#### [Document passage]
....
My reaction to this is that it makes memorizing geographical knowledge less important, and paper maps obsolete, but it won’t kill Geography as a valuable skill to have in many jobs. Those maps will have to be maintained, and geographical skill will become more valuable for certain jobs.
32) Chuck Norris’s reputation
The absurdly heroic boasts on Chuck Norris Facts may be affectionate, but will anyone take him seriously again?
Really? Does not belong on this list. Here’s an Internet meme for you, caps: DOES NOT BELONG ON THIS LIST. Probably the only reason you know about “Chuck Norris Facts” is the Internet itself. Confess up. Is this another snotty-nosed understated British swipe? Maybe you really just don’t like his Christianity and conservatism.
33) Pencil cricket
An old-fashioned schoolboy diversion swept away by the Stick Cricketbehemoth
Ho-hum. Another vestige of the fading British Empire. Never heard of it till I read your list. Cricket is for former British colonies, too. Except for the US. (See me shrug)
34) Mainstream media
The Seattle Post-Intelligencer and Rocky Mountain News in the US have already folded, and the UK’s Observer may follow. Free news and the migration of advertising to the web threaten the basic business models of almost all media organisations.
....
#### [Entries provided]
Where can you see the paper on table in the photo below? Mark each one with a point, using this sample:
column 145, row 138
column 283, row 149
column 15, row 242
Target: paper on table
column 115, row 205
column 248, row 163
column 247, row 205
....
#### [What is expected]
Reproduce everything in the list commentary from "My reaction to" down to "Christianity and conservatism.".

#### [Task solution]
My reaction to this is that it makes memorizing geographical knowledge less important, and paper maps obsolete, but it won’t kill Geography as a valuable skill to have in many jobs. Those maps will have to be maintained, and geographical skill will become more valuable for certain jobs.
32) Chuck Norris’s reputation
The absurdly heroic boasts on Chuck Norris Facts may be affectionate, but will anyone take him seriously again?
Really? Does not belong on this list. Here’s an Internet meme for you, caps: DOES NOT BELONG ON THIS LIST. Probably the only reason you know about “Chuck Norris Facts” is the Internet itself. Confess up. Is this another snotty-nosed understated British swipe? Maybe you really just don’t like his Christianity and conservatism.